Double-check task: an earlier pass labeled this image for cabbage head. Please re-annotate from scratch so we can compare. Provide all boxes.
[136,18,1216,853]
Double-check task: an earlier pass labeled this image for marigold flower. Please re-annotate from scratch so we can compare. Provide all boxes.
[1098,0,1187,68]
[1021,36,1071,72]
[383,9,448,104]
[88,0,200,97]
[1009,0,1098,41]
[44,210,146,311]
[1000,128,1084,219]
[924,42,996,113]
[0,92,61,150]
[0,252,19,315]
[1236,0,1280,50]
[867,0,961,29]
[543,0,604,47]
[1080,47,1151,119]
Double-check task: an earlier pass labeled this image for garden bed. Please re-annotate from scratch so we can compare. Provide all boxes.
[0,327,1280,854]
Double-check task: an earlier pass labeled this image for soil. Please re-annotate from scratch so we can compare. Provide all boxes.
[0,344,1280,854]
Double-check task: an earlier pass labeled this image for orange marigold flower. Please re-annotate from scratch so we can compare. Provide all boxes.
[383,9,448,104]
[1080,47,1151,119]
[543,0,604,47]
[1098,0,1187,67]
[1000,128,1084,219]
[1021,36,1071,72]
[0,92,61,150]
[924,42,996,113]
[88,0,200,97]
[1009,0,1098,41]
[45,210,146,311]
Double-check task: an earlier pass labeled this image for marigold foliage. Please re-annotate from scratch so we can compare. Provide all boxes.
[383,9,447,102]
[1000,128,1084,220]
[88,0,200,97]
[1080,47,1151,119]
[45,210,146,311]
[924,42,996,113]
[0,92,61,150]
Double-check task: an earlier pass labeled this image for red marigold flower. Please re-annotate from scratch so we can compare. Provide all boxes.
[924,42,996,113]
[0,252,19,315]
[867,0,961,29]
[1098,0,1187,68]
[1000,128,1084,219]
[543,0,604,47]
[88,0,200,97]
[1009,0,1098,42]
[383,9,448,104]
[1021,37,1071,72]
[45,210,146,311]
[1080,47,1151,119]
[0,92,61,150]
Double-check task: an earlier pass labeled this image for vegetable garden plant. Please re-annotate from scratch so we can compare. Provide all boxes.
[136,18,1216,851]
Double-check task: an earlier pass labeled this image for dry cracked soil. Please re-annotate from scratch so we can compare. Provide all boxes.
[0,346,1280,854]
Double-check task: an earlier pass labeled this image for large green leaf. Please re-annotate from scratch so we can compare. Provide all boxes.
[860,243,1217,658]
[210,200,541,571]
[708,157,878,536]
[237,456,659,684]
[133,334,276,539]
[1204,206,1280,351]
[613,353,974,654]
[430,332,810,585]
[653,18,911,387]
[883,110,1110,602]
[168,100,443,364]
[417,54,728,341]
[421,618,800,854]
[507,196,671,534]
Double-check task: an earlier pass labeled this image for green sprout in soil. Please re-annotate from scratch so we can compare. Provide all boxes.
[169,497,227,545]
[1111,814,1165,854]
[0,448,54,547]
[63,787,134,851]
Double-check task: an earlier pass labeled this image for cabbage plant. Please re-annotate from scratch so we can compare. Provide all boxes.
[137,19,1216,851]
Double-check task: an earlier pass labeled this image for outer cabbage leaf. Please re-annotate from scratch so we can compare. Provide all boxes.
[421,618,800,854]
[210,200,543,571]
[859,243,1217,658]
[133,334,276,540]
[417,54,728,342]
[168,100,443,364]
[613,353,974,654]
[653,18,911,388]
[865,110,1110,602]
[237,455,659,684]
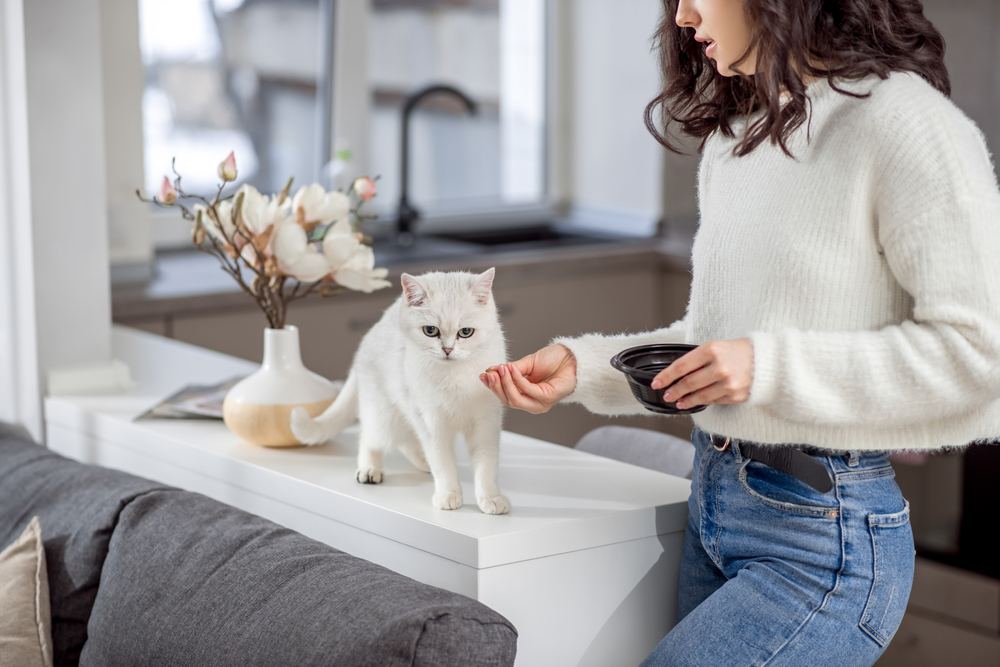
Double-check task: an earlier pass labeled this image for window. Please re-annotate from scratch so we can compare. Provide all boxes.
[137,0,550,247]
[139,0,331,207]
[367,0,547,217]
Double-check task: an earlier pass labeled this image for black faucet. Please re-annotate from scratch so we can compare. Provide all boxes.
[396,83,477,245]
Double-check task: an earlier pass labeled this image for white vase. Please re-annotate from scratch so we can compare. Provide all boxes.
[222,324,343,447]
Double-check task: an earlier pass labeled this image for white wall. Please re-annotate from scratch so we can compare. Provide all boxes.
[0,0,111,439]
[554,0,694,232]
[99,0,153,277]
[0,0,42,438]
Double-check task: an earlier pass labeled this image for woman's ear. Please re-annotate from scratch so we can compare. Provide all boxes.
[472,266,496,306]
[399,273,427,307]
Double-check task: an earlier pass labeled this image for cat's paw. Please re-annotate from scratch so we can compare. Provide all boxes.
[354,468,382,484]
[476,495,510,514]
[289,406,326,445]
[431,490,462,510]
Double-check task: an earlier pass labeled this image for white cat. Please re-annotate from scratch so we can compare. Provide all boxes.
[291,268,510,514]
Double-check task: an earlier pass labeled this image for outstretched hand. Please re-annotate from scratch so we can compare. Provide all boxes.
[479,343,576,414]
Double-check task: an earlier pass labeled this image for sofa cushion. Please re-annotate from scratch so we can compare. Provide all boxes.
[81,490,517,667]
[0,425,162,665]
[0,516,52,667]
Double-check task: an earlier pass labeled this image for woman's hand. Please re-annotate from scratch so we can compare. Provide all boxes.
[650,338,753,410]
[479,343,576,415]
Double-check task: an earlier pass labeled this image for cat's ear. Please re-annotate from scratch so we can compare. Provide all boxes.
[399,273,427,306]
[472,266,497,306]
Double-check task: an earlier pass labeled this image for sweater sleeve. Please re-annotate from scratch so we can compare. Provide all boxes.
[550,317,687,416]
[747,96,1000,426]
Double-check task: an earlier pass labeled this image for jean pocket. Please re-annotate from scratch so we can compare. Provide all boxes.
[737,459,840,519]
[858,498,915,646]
________________________
Stated problem
Copy out everything from the start of the records down to and including the line that contains "[0,346,1280,854]", keeping every line unchanged.

Result of the exercise
Double-check task: an earlier pass labeled this image for cabbage head. Please re-annotate from scratch so we can compare. Provide all boxes.
[136,18,1216,853]
Double-check task: an earlier pass labeled this image for marigold flower. Please re-annotate from scratch so we can compare. Provide all boxes.
[1098,0,1187,68]
[1021,36,1071,72]
[383,9,448,104]
[88,0,200,97]
[1009,0,1098,41]
[44,210,146,311]
[1000,128,1084,219]
[924,42,996,113]
[0,92,61,150]
[0,252,19,315]
[1236,0,1280,50]
[867,0,961,29]
[543,0,604,47]
[1080,47,1151,119]
Double-check task: an earlier pass labeled this image for garden bed. Please re-annotate from scratch so we can compare. Provide all boxes.
[0,327,1280,854]
Double-check task: an earlier pass labeled this image for soil. Please re-annotate from scratch so we can compare. Provide all boxes.
[0,344,1280,854]
Double-check task: an earlier pass labeled this image for orange marigold flower. Please re-annotate from scratch so we can compare. Provide all boxes.
[383,9,448,104]
[1080,47,1151,119]
[543,0,604,47]
[1098,0,1187,67]
[1000,128,1084,219]
[1021,36,1071,72]
[0,92,61,150]
[924,42,996,113]
[88,0,200,97]
[1009,0,1098,41]
[45,210,146,311]
Double-check task: an earlier pass labeled this image for marigold foliage. Please re-annotate from scratch so we can compare. Provide all boxes.
[383,9,447,102]
[1000,128,1084,220]
[88,0,200,97]
[1080,47,1151,119]
[45,210,146,311]
[924,42,996,113]
[0,92,61,150]
Double-check task: an earlier pass labeled this image for red marigold flower. Please re-annotate from scratch so we can compare. Provide all boxes.
[924,42,996,113]
[0,252,19,315]
[867,0,961,29]
[1098,0,1187,68]
[1000,128,1084,219]
[543,0,604,47]
[88,0,200,97]
[1009,0,1098,42]
[383,9,448,104]
[1021,37,1071,72]
[45,210,146,311]
[1080,47,1151,119]
[0,92,61,150]
Double-check task: an earlier pass labeled this image for vegetable garden plant. Please re-annotate from scratch so we can compare. Provide all boxes.
[136,18,1216,851]
Double-check task: an earlier pass labeled this image for dry cracked soil. Please re-annotate from scratch so we can compare. Provide all boxes.
[0,346,1280,854]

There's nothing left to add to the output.